The first "Thursdays at the Museum" event, which brought the Cabras Museum to life yesterday, was well attended. The star of the show were sea turtles, and with them, a researcher who has been working to keep them alive for years. Andrea Camedda, a researcher with the National Research Council (CNR), took the stage with the Sinis Recovery Center (CReS) to discuss something that goes far beyond marine biology. "We're talking about a system," Camedda explained, "that we've built piece by piece, bringing together institutions, researchers, veterinarians, and protected areas. It's not just science: it's a network of people caring for a shared heritage."

The conference, titled "Without Borders: The Network for the Protection of Sea Turtles," focused on the Regional Network for the Conservation of Marine Fauna. " It's the first fully institutional network of its kind in Italy, coordinated by the Sardinia Region's Department of the Environment, with the CNR-IAS as scientific coordinator. It's a model that, it seems, is starting to gain traction elsewhere ," the speaker explained. Locally, the network centers around the Sinis Recovery Center, a facility that's much more than a shelter for injured animals; it houses a veterinary clinic, Marine Protected Area offices, research laboratories, and recovery tanks. "When a turtle arrives in distress," Camedda explained, "it enters a coordinated system. It doesn't simply end up in a tank waiting: there's a protocol, there's a team with the specific goal of returning it to the sea in the best possible condition."

The evening's focus was on the Caretta caretta, the most common sea turtle in the Mediterranean and among the most threatened. "Plastic is everywhere, and turtles ingest it, mistaking it for jellyfish. Accidental capture in fishing gear is a huge and often underestimated problem. And then there's climate change, which is altering migratory routes, foraging areas, and even nesting sites. This isn't a future crisis: it's an ongoing crisis," the researcher explains. "A sea turtle doesn't know where the Italian sea ends and the Greek or Tunisian one begins. It moves, migrates, follows the currents. To truly protect it, we must do the same: move together, beyond borders."

It is precisely in this direction that the network has taken its most ambitious steps. Thanks to several European projects, the collaboration has expanded to international partners, creating a continuous flow of data, experiences, and best practices between Sardinia and other conservation organizations around the world. But the most surprising development concerns Ghana. "We are bringing the expertise we've developed here in managing sea turtle nests ," Camedda continues. "The numbers in Ghana are different from ours, the local issues have specific characteristics, but the basic principles, such as monitoring, nest management, and community involvement, are well understood. We are learning a lot from them and we hope they can learn something from us, too ."

Last night's conference, therefore, wasn't just a science outreach event, but the story of an idea born on the coast of Sardinia that, over time, has learned to swim in increasingly wider waters, just like the turtles it aims to save.

Data excerpts

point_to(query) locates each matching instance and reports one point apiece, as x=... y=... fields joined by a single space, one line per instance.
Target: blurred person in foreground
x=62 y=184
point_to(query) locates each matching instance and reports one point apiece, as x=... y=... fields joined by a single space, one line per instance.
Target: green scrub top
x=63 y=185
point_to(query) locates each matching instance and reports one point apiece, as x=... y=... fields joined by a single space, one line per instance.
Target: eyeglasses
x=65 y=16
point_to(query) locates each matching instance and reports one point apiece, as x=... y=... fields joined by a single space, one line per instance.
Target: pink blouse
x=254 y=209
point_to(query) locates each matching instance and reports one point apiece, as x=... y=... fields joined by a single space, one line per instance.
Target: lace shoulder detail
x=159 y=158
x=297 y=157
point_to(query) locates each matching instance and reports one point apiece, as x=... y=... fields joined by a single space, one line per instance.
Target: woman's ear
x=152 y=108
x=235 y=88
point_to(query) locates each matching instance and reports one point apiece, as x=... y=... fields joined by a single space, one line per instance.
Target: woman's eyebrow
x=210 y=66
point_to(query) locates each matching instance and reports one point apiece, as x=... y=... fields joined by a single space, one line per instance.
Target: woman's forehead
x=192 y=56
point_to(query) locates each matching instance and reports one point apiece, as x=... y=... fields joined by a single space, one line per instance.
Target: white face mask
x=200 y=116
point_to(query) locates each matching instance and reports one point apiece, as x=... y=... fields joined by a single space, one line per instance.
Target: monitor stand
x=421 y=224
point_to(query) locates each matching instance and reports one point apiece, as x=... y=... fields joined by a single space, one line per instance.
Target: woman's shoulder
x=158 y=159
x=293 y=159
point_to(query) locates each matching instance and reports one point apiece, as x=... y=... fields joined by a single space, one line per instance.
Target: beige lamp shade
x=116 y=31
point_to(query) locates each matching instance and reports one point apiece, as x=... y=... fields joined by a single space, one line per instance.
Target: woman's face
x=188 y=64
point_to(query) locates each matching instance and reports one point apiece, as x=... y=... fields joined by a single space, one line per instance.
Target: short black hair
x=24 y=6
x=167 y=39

What the exercise asks
Using the text on the sea turtle conference, answer:
(a) Which body coordinates the Regional Network for the Conservation of Marine Fauna?
(b) What do turtles mistake plastic for?
(c) To which country is the network bringing its sea turtle nest management expertise?

Response area
(a) The Sardinia Region's Department of the Environment
(b) Jellyfish
(c) Ghana